Pada Senin (2/3/2020), Presiden Joko Widodo di Istana Merdeka, Jakarta, mengumumkan kasus pertama Covid-19 di Indonesia, yakni dua pasien yang tertular dari warga Jepang yang berkunjung ke Indonesia pertengahan Februari 2020. Warga Jepang tersebut diketahui positif terinfeksi virus korona baru dan menderita Covid-19 setelah kembali ke tempatnya bermukim di Malaysia. Kedua pasien Indonesia itu perempuan berusia 31 tahun dan 64 tahun. Setelah itu, pemerintah menyebut keduanya sebagai kasus 1 dan kasus 2.
Anggota Komisi IX DPR, Netty Prasetiyani, di Jakarta, Selasa (3/3/2020), mengatakan, selama ini masyarakat mencari informasi sendiri-sendiri dari sumber yang belum tentu valid dan dapat dipertanggungjawabkan. Akibatnya, informasi yang beredar berbeda-beda dan tidak komprehensif.
”Misalnya ada yang menginformasikan 50 orang (terduga), lalu di-link (informasi daring) lainnya ada 76 orang. Jadi, seharusnya dalam kondisi seperti ini, pemerintah tampil paling depan untuk menyampaikan informasi yang benar dan reguler terkait dengan virus korona,” katanya.
Informasi yang disampaikan oleh pemerintah itu pun, menurut Netty, harus komprehensif, yakni dengan menjelaskan kondisi warga yang terduga terinfeksi virus korona serta memaparkan kesiapan pemerintah dalam menghadapi virus tersebut.

(Data penunjukan wilayah)
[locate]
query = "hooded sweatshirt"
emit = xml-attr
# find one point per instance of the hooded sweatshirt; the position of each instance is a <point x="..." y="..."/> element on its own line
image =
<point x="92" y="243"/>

• Perintah Tugas 1
Salin kata demi kata bagian teks tentang kasus pertama Covid-19 di Indonesia, mulai dari "Anggota Komisi IX" dan berakhir pada "menghadapi virus tersebut.".
• Perintah Tugas 2
Lanjutkan teks tentang kasus pertama Covid-19 di Indonesia setelah kalimat terakhirnya.
Daftar tersebut tidak berperan dalam pengerjaan tugas ini.

• Ruang Jawaban 1
Anggota Komisi IX DPR, Netty Prasetiyani, di Jakarta, Selasa (3/3/2020), mengatakan, selama ini masyarakat mencari informasi sendiri-sendiri dari sumber yang belum tentu valid dan dapat dipertanggungjawabkan. Akibatnya, informasi yang beredar berbeda-beda dan tidak komprehensif.
”Misalnya ada yang menginformasikan 50 orang (terduga), lalu di-link (informasi daring) lainnya ada 76 orang. Jadi, seharusnya dalam kondisi seperti ini, pemerintah tampil paling depan untuk menyampaikan informasi yang benar dan reguler terkait dengan virus korona,” katanya.
Informasi yang disampaikan oleh pemerintah itu pun, menurut Netty, harus komprehensif, yakni dengan menjelaskan kondisi warga yang terduga terinfeksi virus korona serta memaparkan kesiapan pemerintah dalam menghadapi virus tersebut.

• Ruang Jawaban 2
Sebagai contohnya, pemerintah memiliki 100 rumah sakit rujukan dan 38 rumah sakit di antaranya memiliki alat pengukur tekanan negatif untuk mengukur tekanan ruangan yang berpotensi menyebarkan virus atau tidak. Informasi ini bisa dilengkapi, misalnya, dengan sumber daya manusia (SDM) di RS tersebut, atau SDM yang disiapkan oleh pemerintah untuk menghadapi virus korona.
”Indonesia sebelumnya memiliki pengalaman menangani MERS, SARS, dan ebola sehingga itu pun harus disampaikan. Lalu, kalau ada masyarakat yang ingin melaporkan, masyarakat bisa menghubungi kontak atau hotline tertentu. Dengan informasi semacam ini, masyarakat memiliki pedoman informasi dari pemerintah,” kata Netty.
Di sisi lain, untuk mencegah kepanikan dalam membeli barang-barang tertentu, termasuk bahan kebutuhan pokok, menurut Netty, pemerintah perlu juga mengumumkan kesiapan pasokan. Dengan demikian, publik tidak perlu panik dalam membeli barang kebutuhan pokok karena khawatir kehabisan.
Wakil Ketua Badan Legislasi yang juga anggota Komisi I DPR, Willy Aditya, mengatakan, kepanikan merupakan satu hal yang harus dihindari oleh masyarakat. Sebab, untuk menghadapi virus korona ini diperlukan ketenangan sehingga tidak menimbulkan dampak guncangan pada perekonomian maupun pembangunan.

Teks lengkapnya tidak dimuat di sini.